# Exercise goal
From the piece on golfer Janie Dumler Klare, extract verbatim the passage that opens with the words containing "Sahms was more" and closes with "simply being you.".

# Selected excerpt
<<<<

Like most other members of the Greater Cincinnati golf scene, Marianne Sahms knew of Janie Dumler Klare as a tough and accomplished competitor on the course.
Sahms was more familiar with other sides of Klare, especially as the mom of a player on Sahms’ Ursuline Academy golf team and as simply a gracious person prone to sending handwritten notes expressing gratitude for, in some cases, doing nothing more than your job or simply being you.
“I was cleaning out a drawer and I found five or six handwritten notes from her,” Sahms, the director of golf and administration at O’Bannon Creek Golf Club, said on a recent warm March 9th afternoon. “She was always sending handwritten notes about how she was thinking of you or thanking you for whatever. She said to me that she appreciated the kindness we’d shown her family at O’Bannon Creek. This was like a month before she passed away.”
Klare, named a Cincinnati Legend of Golf in 2018, died of salivary gland cancer on February 8, leaving behind her husband, Bob, daughters Abigail, Alexandra and Lauren, and brother, Martin. Mass of Christian Burial was said on February 13th at St. Susanna Church in Mason.

>>>>

# Dataset extract
<<<<

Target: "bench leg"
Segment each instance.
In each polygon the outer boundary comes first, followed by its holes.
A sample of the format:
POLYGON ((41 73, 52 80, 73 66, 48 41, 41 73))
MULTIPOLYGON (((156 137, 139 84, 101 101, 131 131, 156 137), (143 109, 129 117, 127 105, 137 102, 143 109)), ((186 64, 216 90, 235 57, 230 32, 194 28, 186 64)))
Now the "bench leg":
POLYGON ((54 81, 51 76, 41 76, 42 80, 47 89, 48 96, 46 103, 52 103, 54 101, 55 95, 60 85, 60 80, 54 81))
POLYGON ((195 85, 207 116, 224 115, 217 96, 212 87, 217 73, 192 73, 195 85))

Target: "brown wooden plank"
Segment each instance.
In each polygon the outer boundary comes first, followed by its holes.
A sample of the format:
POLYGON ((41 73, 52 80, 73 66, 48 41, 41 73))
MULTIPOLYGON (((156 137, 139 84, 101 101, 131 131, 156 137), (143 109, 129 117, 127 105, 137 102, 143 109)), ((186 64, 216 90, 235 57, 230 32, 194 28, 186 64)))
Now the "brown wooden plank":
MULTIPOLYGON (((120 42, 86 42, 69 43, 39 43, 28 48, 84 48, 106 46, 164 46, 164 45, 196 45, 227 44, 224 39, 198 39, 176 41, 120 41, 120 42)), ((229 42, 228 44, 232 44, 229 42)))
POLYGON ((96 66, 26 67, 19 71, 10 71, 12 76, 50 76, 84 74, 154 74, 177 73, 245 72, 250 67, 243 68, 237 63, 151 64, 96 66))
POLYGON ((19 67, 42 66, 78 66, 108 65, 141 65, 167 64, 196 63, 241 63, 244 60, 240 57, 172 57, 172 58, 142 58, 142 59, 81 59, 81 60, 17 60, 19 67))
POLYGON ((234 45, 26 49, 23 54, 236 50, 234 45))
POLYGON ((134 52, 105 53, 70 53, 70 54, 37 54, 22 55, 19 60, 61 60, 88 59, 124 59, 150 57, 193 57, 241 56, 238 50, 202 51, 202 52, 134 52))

>>>>

# Result of the exercise
Sahms was more familiar with other sides of Klare, especially as the mom of a player on Sahms’ Ursuline Academy golf team and as simply a gracious person prone to sending handwritten notes expressing gratitude for, in some cases, doing nothing more than your job or simply being you.